Aim of the exercise —
Restate the entries word for word and skip every image.

Dataset extract —
◆ ◆ ◆ ◆
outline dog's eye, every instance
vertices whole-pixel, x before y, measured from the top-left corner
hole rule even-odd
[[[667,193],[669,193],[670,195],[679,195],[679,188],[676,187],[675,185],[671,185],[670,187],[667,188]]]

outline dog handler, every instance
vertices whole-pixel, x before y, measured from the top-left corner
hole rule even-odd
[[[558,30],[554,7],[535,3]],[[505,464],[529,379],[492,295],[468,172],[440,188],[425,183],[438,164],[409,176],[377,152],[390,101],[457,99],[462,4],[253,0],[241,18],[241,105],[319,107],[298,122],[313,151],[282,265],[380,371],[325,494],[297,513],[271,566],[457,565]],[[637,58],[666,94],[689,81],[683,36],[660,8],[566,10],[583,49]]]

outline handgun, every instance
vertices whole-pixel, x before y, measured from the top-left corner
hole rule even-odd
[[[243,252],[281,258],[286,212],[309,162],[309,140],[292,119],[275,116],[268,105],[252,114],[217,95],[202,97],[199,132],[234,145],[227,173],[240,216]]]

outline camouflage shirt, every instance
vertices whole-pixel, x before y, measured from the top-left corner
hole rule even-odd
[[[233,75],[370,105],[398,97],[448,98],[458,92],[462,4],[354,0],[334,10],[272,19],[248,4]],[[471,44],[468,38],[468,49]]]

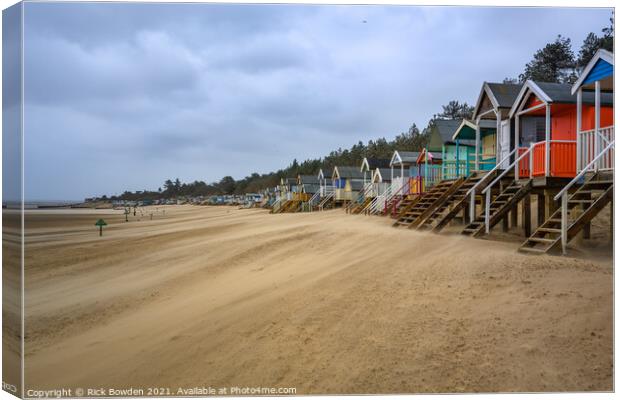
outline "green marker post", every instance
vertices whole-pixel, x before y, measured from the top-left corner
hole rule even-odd
[[[101,218],[99,218],[99,220],[95,222],[95,226],[99,227],[99,236],[103,236],[103,227],[106,225],[107,223]]]

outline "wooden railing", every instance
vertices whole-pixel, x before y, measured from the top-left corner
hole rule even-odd
[[[398,183],[402,183],[402,185],[399,187]],[[394,189],[395,188],[395,189]],[[405,196],[407,196],[410,193],[410,187],[409,187],[409,179],[403,179],[401,181],[396,182],[396,185],[392,184],[392,190],[389,196],[387,196],[383,201],[383,207],[381,210],[379,210],[379,212],[382,213],[386,213],[389,211],[390,206],[394,206],[395,205],[395,201],[397,201],[397,198],[403,198]]]
[[[424,190],[441,181],[441,164],[428,164],[424,166]]]
[[[327,189],[325,191],[325,196],[323,196],[321,202],[319,203],[319,211],[323,211],[323,208],[327,205],[327,203],[334,199],[334,190]]]
[[[424,177],[414,176],[409,178],[409,193],[418,194],[424,193]]]
[[[525,148],[525,151],[523,151],[523,152],[520,151],[519,152],[520,153],[519,157],[517,157],[517,159],[514,160],[512,162],[512,164],[510,164],[501,174],[499,174],[497,176],[497,178],[495,178],[491,183],[489,183],[487,185],[487,187],[485,187],[484,190],[482,191],[482,194],[485,195],[485,198],[484,198],[484,226],[485,226],[485,228],[484,228],[484,230],[485,230],[485,232],[487,234],[489,233],[489,229],[490,229],[489,221],[490,221],[490,218],[491,218],[491,213],[490,213],[490,210],[491,210],[491,189],[493,188],[493,186],[495,184],[497,184],[498,182],[501,181],[501,179],[504,177],[504,175],[506,175],[508,173],[508,171],[510,171],[510,169],[512,167],[514,167],[515,165],[520,163],[525,157],[530,156],[530,152],[531,151],[532,151],[532,147]],[[515,176],[515,179],[519,179],[519,176],[518,175]],[[472,198],[472,200],[473,200],[473,198]]]
[[[501,168],[502,164],[504,164],[505,162],[508,162],[508,160],[510,160],[510,158],[512,157],[512,155],[515,153],[517,149],[512,149],[512,151],[510,153],[508,153],[506,156],[504,156],[504,158],[498,162],[495,167],[491,168],[491,170],[488,172],[487,176],[492,176],[491,174],[493,174],[495,171],[498,171]],[[519,149],[521,150],[521,149]],[[523,148],[523,151],[527,150],[526,148]],[[519,152],[519,155],[521,155],[522,152]],[[527,155],[526,155],[527,156]],[[513,163],[514,164],[514,163]],[[511,164],[512,165],[512,164]],[[505,169],[505,171],[508,171],[510,167],[507,167]],[[465,194],[465,196],[471,196],[469,199],[469,222],[474,222],[474,220],[476,219],[476,194],[482,190],[482,185],[485,184],[485,182],[487,182],[486,179],[481,179],[479,180],[471,189],[469,189],[467,191],[467,193]]]
[[[568,190],[575,185],[575,183],[579,182],[579,180],[586,174],[588,171],[596,172],[599,170],[598,165],[600,164],[600,160],[607,157],[610,152],[614,149],[614,140],[611,142],[597,154],[592,161],[588,165],[586,165],[577,176],[575,176],[564,188],[553,198],[553,200],[558,201],[560,198],[562,199],[562,203],[560,206],[561,212],[561,235],[562,235],[562,253],[566,254],[566,246],[568,245]]]
[[[291,200],[308,201],[309,199],[310,195],[308,193],[294,192]]]
[[[590,165],[592,160],[600,154],[600,151],[597,149],[607,147],[612,141],[614,141],[613,126],[599,129],[598,135],[596,135],[594,129],[579,132],[577,140],[577,171],[582,171],[586,166]],[[611,148],[598,159],[598,165],[590,166],[590,168],[595,167],[601,170],[613,169],[614,148]]]
[[[549,162],[547,163],[547,142],[530,144],[529,148],[520,147],[519,155],[527,152],[519,162],[519,176],[537,177],[553,176],[571,178],[576,174],[576,146],[574,140],[550,140]]]
[[[457,179],[462,176],[468,176],[470,171],[476,167],[474,160],[445,160],[441,164],[441,173],[443,179]]]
◆ ◆ ◆ ◆
Result for this exercise —
outline dog's eye, every instance
vertices whole-pixel, x before y, measured from the top-left corner
hole rule even-odd
[[[667,193],[669,193],[670,195],[679,195],[679,188],[676,187],[675,185],[671,185],[670,187],[667,188]]]

outline dog handler, every instance
vertices whole-pixel, x before y, measured from the top-left corner
hole rule even-odd
[[[558,30],[554,7],[535,3]],[[505,464],[529,379],[492,295],[468,172],[440,188],[425,183],[438,164],[409,176],[377,152],[390,101],[457,99],[462,4],[253,0],[241,18],[241,105],[319,107],[298,122],[313,151],[282,265],[380,371],[325,494],[297,513],[271,566],[457,565]],[[637,58],[666,94],[689,81],[683,36],[660,8],[566,10],[583,49]]]

outline handgun, every instance
vertices whole-pixel, x before y, measured from the top-left corner
hole rule even-odd
[[[243,252],[281,258],[286,212],[309,162],[309,140],[292,119],[275,116],[268,105],[252,114],[217,95],[202,97],[199,132],[234,145],[227,173],[240,216]]]

outline camouflage shirt, every instance
vertices whole-pixel, x before y, measured from the top-left corner
hole rule even-odd
[[[233,75],[370,105],[398,97],[448,98],[458,92],[462,4],[354,0],[334,10],[272,19],[248,4]],[[471,44],[468,38],[468,49]]]

outline "green marker post", every instance
vertices whole-pixel, x before y, measured from the top-left corner
hole rule even-odd
[[[101,218],[99,218],[99,220],[95,222],[95,226],[99,227],[99,236],[103,236],[103,227],[106,225],[107,223]]]

outline "wooden railing", every instance
vertices whole-pixel, x before y, measured from the top-left corner
hole rule even-odd
[[[398,183],[402,183],[402,185],[399,187]],[[394,189],[395,188],[395,189]],[[405,196],[407,196],[410,193],[410,187],[409,187],[409,179],[403,179],[401,181],[396,182],[396,185],[392,184],[392,190],[389,196],[387,196],[383,201],[383,207],[381,210],[379,210],[379,212],[382,213],[386,213],[389,211],[390,206],[394,206],[395,205],[395,201],[397,201],[397,198],[403,198]]]
[[[424,190],[441,181],[441,164],[428,164],[424,166]]]
[[[327,189],[325,191],[325,196],[323,196],[321,202],[319,203],[319,211],[323,211],[323,208],[327,205],[327,203],[334,199],[334,190]]]
[[[424,177],[414,176],[409,178],[409,193],[418,194],[424,193]]]
[[[525,148],[525,151],[523,151],[523,152],[520,151],[519,152],[520,153],[519,157],[517,157],[517,159],[514,160],[512,162],[512,164],[510,164],[501,174],[499,174],[497,176],[497,178],[495,178],[491,183],[489,183],[487,185],[487,187],[485,187],[484,190],[482,191],[482,194],[485,195],[485,198],[484,198],[484,226],[485,226],[485,228],[484,228],[484,230],[485,230],[485,232],[487,234],[489,233],[489,229],[490,229],[489,221],[490,221],[490,218],[491,218],[491,213],[490,213],[490,210],[491,210],[491,189],[493,188],[493,186],[495,184],[497,184],[498,182],[501,181],[501,179],[504,177],[504,175],[506,175],[508,173],[508,171],[510,171],[510,169],[512,167],[514,167],[515,165],[520,163],[525,157],[530,156],[530,152],[531,151],[532,151],[532,147]],[[515,176],[515,179],[519,179],[519,176],[518,175]],[[472,198],[472,200],[473,200],[473,198]]]
[[[501,168],[502,164],[504,164],[505,162],[508,162],[508,160],[510,160],[510,158],[512,157],[512,155],[515,153],[517,149],[512,149],[512,151],[510,153],[508,153],[506,156],[504,156],[504,158],[498,162],[495,167],[491,168],[491,170],[488,172],[487,176],[492,176],[491,174],[493,174],[495,171],[498,171]],[[519,149],[521,150],[521,149]],[[523,148],[523,151],[527,150],[526,148]],[[519,152],[519,155],[521,155],[522,152]],[[527,155],[526,155],[527,156]],[[513,163],[514,164],[514,163]],[[511,164],[512,165],[512,164]],[[505,169],[505,171],[508,171],[510,167],[507,167]],[[465,194],[465,196],[471,196],[469,199],[469,222],[474,222],[474,220],[476,219],[476,194],[482,190],[482,185],[485,184],[485,182],[487,182],[486,179],[481,179],[479,180],[471,189],[469,189],[467,191],[467,193]]]
[[[568,190],[575,185],[575,183],[579,182],[579,180],[586,174],[588,171],[596,172],[599,170],[598,165],[600,164],[600,160],[607,157],[610,152],[614,149],[614,140],[611,142],[597,154],[592,161],[588,165],[586,165],[577,176],[575,176],[564,188],[553,198],[553,200],[558,201],[560,198],[562,199],[562,203],[560,206],[561,212],[561,235],[562,235],[562,253],[566,254],[566,246],[568,245]]]
[[[291,200],[308,201],[309,199],[310,195],[308,193],[294,192]]]
[[[590,165],[592,160],[600,154],[600,151],[597,149],[607,147],[612,141],[614,141],[613,126],[599,129],[598,135],[596,135],[594,129],[579,132],[577,140],[577,171],[582,171],[586,166]],[[611,148],[598,159],[598,165],[590,166],[590,168],[595,167],[601,170],[613,169],[614,148]]]
[[[549,162],[547,163],[547,142],[530,144],[529,148],[520,147],[519,155],[527,152],[519,162],[519,176],[537,177],[553,176],[571,178],[576,174],[576,146],[574,140],[550,140]]]
[[[457,179],[462,176],[468,176],[470,171],[476,167],[474,160],[445,160],[441,164],[441,173],[443,179]]]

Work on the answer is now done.